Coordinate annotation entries
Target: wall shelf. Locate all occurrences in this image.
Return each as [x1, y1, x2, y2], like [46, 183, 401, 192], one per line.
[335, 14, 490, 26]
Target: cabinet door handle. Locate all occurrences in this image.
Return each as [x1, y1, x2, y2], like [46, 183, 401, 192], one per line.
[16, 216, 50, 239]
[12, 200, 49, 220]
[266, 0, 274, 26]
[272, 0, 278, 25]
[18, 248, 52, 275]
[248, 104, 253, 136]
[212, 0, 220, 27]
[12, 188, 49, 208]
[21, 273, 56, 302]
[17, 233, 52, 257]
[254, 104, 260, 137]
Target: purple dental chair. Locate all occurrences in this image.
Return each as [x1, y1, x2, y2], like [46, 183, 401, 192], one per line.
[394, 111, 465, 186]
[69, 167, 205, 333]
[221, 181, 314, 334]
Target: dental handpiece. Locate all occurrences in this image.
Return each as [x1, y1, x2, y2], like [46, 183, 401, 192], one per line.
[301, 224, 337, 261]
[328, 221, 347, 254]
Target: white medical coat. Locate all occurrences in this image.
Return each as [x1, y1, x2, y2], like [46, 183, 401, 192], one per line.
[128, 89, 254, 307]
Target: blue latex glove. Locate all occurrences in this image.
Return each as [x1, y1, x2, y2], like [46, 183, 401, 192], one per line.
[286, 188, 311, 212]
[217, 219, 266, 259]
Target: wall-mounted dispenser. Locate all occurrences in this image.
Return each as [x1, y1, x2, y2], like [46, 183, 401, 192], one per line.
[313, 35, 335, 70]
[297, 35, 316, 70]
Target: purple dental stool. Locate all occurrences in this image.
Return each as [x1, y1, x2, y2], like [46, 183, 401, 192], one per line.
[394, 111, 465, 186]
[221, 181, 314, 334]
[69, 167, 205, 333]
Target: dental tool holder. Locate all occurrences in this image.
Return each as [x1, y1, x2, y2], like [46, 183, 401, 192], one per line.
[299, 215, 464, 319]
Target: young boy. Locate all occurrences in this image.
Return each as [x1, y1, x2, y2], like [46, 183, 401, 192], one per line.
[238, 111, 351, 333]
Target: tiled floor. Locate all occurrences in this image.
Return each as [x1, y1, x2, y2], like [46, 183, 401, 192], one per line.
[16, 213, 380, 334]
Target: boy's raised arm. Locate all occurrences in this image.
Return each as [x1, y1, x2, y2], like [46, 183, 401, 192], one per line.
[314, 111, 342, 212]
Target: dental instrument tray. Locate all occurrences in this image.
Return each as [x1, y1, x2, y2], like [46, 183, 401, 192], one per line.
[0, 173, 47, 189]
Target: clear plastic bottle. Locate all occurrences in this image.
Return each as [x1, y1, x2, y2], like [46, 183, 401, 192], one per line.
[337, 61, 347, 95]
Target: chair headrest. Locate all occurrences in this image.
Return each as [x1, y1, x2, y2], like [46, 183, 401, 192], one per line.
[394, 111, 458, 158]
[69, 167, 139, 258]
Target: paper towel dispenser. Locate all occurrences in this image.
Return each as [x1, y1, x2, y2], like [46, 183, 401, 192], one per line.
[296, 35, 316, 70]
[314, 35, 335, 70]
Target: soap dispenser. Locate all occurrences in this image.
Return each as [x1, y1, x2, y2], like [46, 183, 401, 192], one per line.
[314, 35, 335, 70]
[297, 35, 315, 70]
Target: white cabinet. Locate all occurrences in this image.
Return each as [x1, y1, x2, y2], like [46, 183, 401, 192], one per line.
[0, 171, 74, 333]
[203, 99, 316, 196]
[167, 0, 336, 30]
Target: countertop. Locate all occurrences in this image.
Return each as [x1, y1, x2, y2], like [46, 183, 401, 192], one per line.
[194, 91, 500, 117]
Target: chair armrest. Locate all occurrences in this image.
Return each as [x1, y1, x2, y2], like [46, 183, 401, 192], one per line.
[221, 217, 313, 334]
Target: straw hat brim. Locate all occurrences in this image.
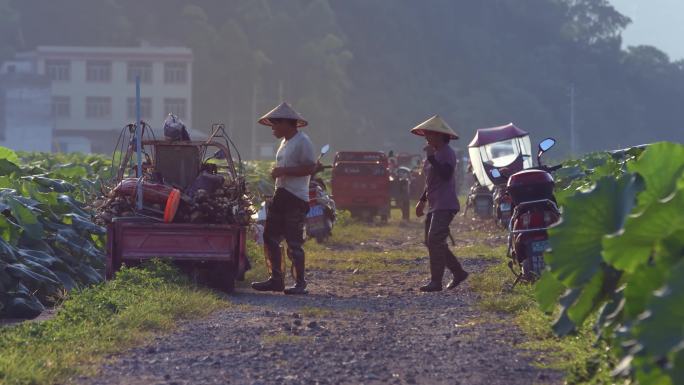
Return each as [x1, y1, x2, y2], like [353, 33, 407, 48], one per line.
[411, 115, 458, 139]
[258, 102, 309, 128]
[258, 117, 309, 128]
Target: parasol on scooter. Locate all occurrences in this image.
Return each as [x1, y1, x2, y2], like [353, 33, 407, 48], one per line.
[464, 123, 533, 225]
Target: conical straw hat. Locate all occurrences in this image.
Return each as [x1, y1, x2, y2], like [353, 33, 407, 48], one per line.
[259, 102, 309, 127]
[411, 115, 458, 139]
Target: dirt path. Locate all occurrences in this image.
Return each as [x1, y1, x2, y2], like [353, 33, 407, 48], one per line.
[78, 218, 562, 385]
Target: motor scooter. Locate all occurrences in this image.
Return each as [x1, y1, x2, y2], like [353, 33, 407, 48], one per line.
[490, 138, 561, 286]
[464, 123, 533, 224]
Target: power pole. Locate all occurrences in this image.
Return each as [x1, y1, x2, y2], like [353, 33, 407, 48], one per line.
[570, 84, 577, 156]
[250, 81, 257, 160]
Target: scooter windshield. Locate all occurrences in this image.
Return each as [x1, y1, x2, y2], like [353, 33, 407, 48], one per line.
[481, 139, 521, 167]
[468, 136, 533, 190]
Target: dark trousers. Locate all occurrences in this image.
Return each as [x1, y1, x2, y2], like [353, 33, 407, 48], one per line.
[264, 188, 309, 280]
[425, 210, 464, 284]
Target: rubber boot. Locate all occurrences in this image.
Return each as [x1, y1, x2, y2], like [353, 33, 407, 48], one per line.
[420, 255, 444, 293]
[285, 256, 309, 295]
[447, 270, 468, 290]
[252, 247, 285, 291]
[420, 281, 442, 293]
[446, 250, 468, 290]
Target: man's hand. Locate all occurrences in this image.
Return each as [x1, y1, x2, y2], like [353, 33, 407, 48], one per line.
[271, 167, 285, 179]
[416, 201, 425, 218]
[423, 144, 435, 156]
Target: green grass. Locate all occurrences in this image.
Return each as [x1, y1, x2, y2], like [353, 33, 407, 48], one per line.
[470, 243, 618, 385]
[0, 262, 226, 385]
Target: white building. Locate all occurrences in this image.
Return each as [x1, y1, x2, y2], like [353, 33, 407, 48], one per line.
[0, 72, 54, 152]
[1, 45, 193, 153]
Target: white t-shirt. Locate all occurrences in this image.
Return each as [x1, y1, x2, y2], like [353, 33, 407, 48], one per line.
[275, 131, 316, 202]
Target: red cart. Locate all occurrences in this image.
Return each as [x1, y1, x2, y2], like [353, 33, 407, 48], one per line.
[105, 136, 249, 292]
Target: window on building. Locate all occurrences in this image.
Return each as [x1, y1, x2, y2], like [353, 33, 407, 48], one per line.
[45, 60, 71, 82]
[127, 98, 152, 121]
[128, 61, 152, 83]
[52, 96, 71, 118]
[164, 98, 187, 119]
[164, 62, 188, 84]
[86, 96, 112, 119]
[86, 60, 112, 82]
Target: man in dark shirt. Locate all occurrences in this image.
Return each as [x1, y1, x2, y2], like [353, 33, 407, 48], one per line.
[411, 115, 468, 292]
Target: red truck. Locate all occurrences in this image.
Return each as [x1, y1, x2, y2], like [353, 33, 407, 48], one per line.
[106, 136, 249, 292]
[331, 151, 391, 222]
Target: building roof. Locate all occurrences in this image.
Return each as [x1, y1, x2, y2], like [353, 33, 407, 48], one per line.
[16, 45, 193, 61]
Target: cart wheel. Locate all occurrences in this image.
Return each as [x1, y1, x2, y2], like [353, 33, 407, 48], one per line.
[210, 263, 237, 294]
[401, 199, 411, 221]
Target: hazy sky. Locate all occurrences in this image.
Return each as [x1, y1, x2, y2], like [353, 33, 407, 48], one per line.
[611, 0, 684, 60]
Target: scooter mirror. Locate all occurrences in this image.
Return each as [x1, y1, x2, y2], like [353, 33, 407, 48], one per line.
[539, 138, 556, 152]
[321, 144, 330, 156]
[213, 150, 226, 159]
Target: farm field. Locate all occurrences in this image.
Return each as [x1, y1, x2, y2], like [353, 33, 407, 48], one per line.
[0, 143, 684, 385]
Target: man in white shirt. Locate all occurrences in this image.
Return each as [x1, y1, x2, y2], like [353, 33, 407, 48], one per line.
[252, 103, 316, 294]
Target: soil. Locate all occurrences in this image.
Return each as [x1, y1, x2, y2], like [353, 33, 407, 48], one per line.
[76, 219, 562, 385]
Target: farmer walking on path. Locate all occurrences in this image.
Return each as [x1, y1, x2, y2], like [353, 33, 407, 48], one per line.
[411, 115, 468, 292]
[252, 103, 316, 294]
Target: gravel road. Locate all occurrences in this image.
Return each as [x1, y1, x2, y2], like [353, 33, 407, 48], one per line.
[79, 218, 562, 385]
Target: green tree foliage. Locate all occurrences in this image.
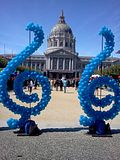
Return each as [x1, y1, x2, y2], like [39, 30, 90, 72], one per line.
[0, 56, 8, 68]
[95, 65, 120, 76]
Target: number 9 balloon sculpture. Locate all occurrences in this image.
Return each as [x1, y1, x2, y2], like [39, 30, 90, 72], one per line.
[78, 27, 120, 126]
[0, 23, 51, 128]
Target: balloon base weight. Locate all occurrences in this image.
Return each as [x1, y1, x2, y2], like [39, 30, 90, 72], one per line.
[14, 120, 42, 136]
[87, 120, 112, 137]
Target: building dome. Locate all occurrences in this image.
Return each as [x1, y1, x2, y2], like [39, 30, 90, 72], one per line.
[51, 22, 72, 34]
[47, 11, 75, 52]
[50, 11, 73, 36]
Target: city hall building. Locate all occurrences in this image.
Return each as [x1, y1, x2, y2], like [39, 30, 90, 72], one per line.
[3, 12, 120, 79]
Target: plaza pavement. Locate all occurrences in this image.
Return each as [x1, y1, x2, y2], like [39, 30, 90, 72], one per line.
[0, 88, 120, 160]
[0, 87, 120, 129]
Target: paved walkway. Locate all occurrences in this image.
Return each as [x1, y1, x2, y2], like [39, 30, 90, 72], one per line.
[0, 87, 120, 129]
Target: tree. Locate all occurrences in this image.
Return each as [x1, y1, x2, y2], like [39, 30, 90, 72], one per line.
[95, 65, 120, 76]
[0, 56, 8, 68]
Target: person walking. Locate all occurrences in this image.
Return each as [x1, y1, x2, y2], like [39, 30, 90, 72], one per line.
[29, 80, 34, 93]
[63, 79, 67, 93]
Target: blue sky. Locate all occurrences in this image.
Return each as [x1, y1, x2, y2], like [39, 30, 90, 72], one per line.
[0, 0, 120, 56]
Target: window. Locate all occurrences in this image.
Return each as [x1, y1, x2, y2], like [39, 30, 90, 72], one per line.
[53, 58, 57, 69]
[60, 41, 63, 47]
[59, 58, 63, 69]
[65, 58, 69, 70]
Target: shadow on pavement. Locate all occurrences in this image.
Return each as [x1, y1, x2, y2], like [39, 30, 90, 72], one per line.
[41, 127, 88, 133]
[0, 127, 14, 131]
[111, 129, 120, 134]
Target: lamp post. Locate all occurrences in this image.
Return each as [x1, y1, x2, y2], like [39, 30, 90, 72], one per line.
[100, 36, 103, 111]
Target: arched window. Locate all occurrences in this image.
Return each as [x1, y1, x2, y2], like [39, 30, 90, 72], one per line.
[60, 41, 63, 47]
[65, 42, 68, 47]
[54, 41, 57, 47]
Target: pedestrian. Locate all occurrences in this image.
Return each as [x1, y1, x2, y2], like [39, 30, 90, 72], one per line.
[29, 80, 34, 93]
[63, 79, 67, 93]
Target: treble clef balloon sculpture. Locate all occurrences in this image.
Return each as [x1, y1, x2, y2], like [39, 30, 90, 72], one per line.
[0, 23, 51, 128]
[78, 27, 120, 126]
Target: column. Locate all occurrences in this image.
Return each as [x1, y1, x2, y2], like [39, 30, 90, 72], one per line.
[57, 58, 59, 70]
[63, 59, 65, 70]
[50, 58, 53, 70]
[69, 59, 71, 71]
[47, 57, 50, 70]
[35, 63, 37, 71]
[72, 59, 73, 70]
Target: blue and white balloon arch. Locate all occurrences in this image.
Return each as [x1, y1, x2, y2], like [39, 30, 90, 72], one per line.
[0, 23, 51, 128]
[78, 27, 120, 126]
[0, 23, 120, 128]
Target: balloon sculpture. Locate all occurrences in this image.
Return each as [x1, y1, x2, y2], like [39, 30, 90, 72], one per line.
[78, 27, 120, 126]
[0, 23, 51, 128]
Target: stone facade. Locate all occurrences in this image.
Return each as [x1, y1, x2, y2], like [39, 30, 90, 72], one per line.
[1, 12, 120, 79]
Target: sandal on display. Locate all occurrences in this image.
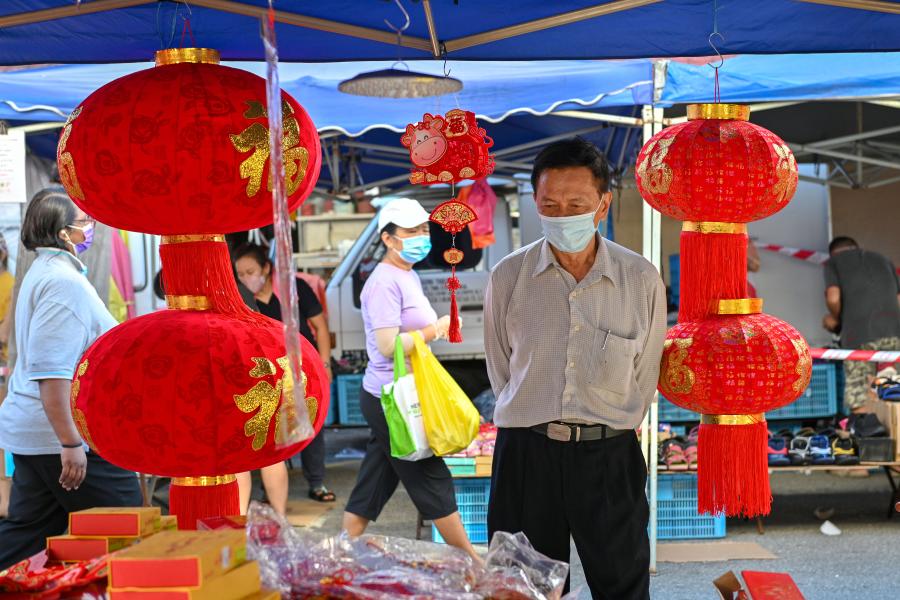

▸ **What is expected**:
Change "wall shelf" to "wall-mounted shelf" in the data, starting at the first line and going on through the line containing "[328, 221, 347, 254]". Write out those lines with nothing else altered.

▸ **Exercise answer**:
Target: wall-mounted shelf. Locate all occurrences in this image.
Return each as [x1, y1, x2, y2], like [46, 183, 401, 192], one per line.
[335, 14, 490, 26]
Target: cabinet door handle. Locate all occurrences in this image.
Return each as [x1, y1, x2, y2], like [46, 183, 401, 192], one per line.
[16, 216, 50, 239]
[12, 200, 49, 220]
[266, 0, 274, 26]
[272, 0, 278, 25]
[18, 248, 52, 275]
[248, 104, 253, 136]
[212, 0, 220, 27]
[12, 188, 49, 208]
[21, 273, 56, 302]
[17, 233, 52, 257]
[254, 104, 260, 137]
Target: purple dental chair. Locate all occurrences in this image.
Return each as [x1, y1, x2, y2], like [46, 183, 401, 192], one per line.
[394, 111, 465, 186]
[69, 167, 205, 333]
[221, 181, 314, 334]
Target: dental handpiece. Locate all occurrences in this image.
Return each as [x1, y1, x2, y2], like [46, 183, 401, 192], one per line.
[301, 224, 337, 261]
[328, 221, 347, 254]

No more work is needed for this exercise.